Фрагмент документа:
--------------------

Не то жандармы, не то глупый еврей. Убили… Ну так что же! Разве для вас, русских националистов, не важно, не священно продолжить его дело. Хотя бы под крылышком советской власти…
Впрочем, Шульгин сам сознался в той же записи, что придумал этот диалог, дабы поярче изобразить «дьявола-искусителя».
Якушев согласился стать консультантом советского правительства (а по словам Опперпута, заместителем Троцкого по НКПС), был своим человеком в ВСНХ, общался с Красиным и другими видными большевиками, составлял докладные записки по водному хозяйству, а в ноябре выехал в служебную командировку в Швецию.
По возвращении, 22 ноября, его арестовали.
Якушеву предъявили обвинение в организации контрреволюционного заговора и шпионажа, то есть в передаче представителю штаба генерала Врангеля и Высшего монархического совета сведений, полученных на советской службе. Якушев отрицал обвинение, и тогда ему показали фотоснимок письма, добытый агентурным путем. Оно гласило:
«Якушев крупный спец. Умен. Знает всех и вся. Наш единомышленник. Он то, что нам нужно. Он утверждает, что его мнение – мнение лучших людей России. Режим большевиков приведет к анархии, дальше без промежуточных инстанций к царю. Толчка можно ждать через три-четыре месяца. После падения большевиков спецы станут у власти. Правительство будет создано не из эмигрантов, а из тех, «кто в России. Якушев говорил, что «лучшие люди России не только видятся между собой, в стране существует, действует контрреволюционная организация». В то же время впечатление об эмигрантах у него ужасное. «В будущем милости просим в Россию, но импортировать из-за границы правительство невозможно. Эмигранты не знают России. Им надо пожить, приспособиться к новым условиям». Якушев далее сказал: «Монархическая организация из Москвы будет давать директивы организациям на Западе, а не наоборот». Зашел разговор о террористических актах. Якушев сказал: «Они не нужны. Нужно легальное возвращение эмигрантов в Россию, как можно больше. Офицерам и замешанным в политике обождать. Интервенция иностранная и добровольческая нежелательна. Интервенция не встретит сочувствия» Якушев безусловно с нами. Умница. Человек с мировым кругозором. Мимоходом бросил мысль о «советской» монархии. По его мнению, большевизм выветривается. В Якушева можно лезть, как в словарь. На все дает точные ответы. Предлагает реальное установление связи между нами и москвичами. Имен не называл, но, видимо, это люди с авторитетом и там, и за границей…»

--------------------

Сохранённые строки:
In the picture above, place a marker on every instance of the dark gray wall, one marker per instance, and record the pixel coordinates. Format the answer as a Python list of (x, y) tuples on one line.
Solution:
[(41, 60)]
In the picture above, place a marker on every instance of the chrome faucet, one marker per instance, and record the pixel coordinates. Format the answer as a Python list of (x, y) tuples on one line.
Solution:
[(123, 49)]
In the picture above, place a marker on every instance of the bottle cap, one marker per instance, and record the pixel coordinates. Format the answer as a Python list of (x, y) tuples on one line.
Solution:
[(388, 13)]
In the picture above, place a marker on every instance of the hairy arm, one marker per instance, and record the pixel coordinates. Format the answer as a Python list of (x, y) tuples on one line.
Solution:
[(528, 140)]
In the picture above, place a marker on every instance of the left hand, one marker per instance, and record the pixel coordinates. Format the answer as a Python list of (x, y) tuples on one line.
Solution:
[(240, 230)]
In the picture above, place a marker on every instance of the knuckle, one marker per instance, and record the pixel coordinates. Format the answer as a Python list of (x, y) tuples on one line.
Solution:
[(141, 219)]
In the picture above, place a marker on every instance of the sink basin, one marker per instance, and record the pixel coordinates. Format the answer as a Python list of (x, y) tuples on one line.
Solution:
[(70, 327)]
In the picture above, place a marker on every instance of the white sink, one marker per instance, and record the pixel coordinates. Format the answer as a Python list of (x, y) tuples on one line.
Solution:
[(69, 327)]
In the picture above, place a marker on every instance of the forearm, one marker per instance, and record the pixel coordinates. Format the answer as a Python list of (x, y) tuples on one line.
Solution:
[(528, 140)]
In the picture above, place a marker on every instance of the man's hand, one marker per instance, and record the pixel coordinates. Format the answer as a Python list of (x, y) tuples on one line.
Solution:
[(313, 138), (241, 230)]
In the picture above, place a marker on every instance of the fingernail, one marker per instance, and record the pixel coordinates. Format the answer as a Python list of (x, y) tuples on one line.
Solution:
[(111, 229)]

--------------------

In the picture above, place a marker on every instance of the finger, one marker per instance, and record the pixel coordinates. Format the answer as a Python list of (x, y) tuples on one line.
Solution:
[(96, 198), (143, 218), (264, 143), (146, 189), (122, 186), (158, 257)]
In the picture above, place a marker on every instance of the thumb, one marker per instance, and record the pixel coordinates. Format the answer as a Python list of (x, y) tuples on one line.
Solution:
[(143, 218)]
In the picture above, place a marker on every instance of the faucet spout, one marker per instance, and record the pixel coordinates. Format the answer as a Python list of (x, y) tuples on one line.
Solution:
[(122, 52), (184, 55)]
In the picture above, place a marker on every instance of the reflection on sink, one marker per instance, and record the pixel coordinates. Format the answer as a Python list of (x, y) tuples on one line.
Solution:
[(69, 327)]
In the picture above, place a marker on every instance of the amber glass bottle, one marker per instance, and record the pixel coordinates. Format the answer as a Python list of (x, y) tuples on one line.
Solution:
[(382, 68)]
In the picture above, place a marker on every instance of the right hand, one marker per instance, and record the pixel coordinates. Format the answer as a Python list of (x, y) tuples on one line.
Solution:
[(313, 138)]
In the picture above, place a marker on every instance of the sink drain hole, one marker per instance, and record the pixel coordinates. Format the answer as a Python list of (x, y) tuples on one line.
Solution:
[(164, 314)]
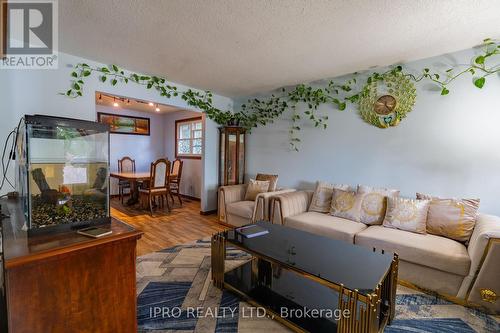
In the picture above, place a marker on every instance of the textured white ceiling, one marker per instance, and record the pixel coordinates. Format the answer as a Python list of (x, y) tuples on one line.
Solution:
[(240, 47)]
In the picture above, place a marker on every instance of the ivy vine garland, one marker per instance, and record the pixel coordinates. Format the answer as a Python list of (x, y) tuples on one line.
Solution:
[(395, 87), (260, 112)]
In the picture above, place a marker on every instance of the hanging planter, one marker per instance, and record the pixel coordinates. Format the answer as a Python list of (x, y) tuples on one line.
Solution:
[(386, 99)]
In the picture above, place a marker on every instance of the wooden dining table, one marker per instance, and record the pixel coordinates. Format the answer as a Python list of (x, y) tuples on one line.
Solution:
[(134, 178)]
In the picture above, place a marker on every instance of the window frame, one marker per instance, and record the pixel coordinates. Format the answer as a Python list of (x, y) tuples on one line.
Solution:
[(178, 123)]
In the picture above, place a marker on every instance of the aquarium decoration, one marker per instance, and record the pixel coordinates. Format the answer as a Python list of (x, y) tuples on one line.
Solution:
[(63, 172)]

--------------------

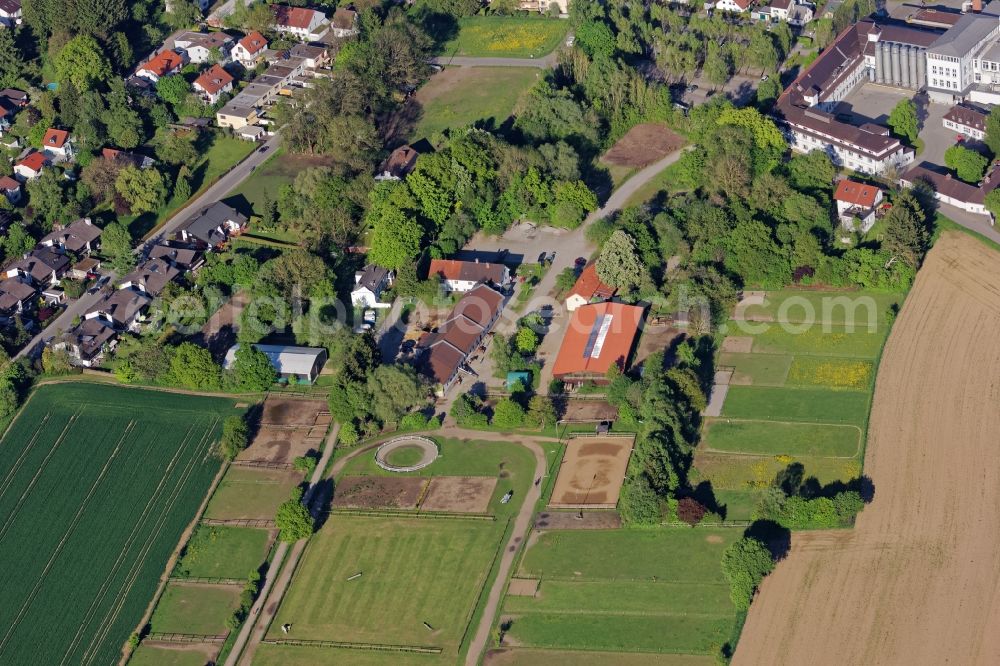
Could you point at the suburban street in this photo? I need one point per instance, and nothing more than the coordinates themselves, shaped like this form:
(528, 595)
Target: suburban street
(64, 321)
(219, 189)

--------------------

Перепишите дословно часть фрагмента документа между словами «Не то жандармы, не» и «командировку в Швецию.», включая эти слова.

Решение задания:
Не то жандармы, не то глупый еврей. Убили… Ну так что же! Разве для вас, русских националистов, не важно, не священно продолжить его дело. Хотя бы под крылышком советской власти…
Впрочем, Шульгин сам сознался в той же записи, что придумал этот диалог, дабы поярче изобразить «дьявола-искусителя».
Якушев согласился стать консультантом советского правительства (а по словам Опперпута, заместителем Троцкого по НКПС), был своим человеком в ВСНХ, общался с Красиным и другими видными большевиками, составлял докладные записки по водному хозяйству, а в ноябре выехал в служебную командировку в Швецию.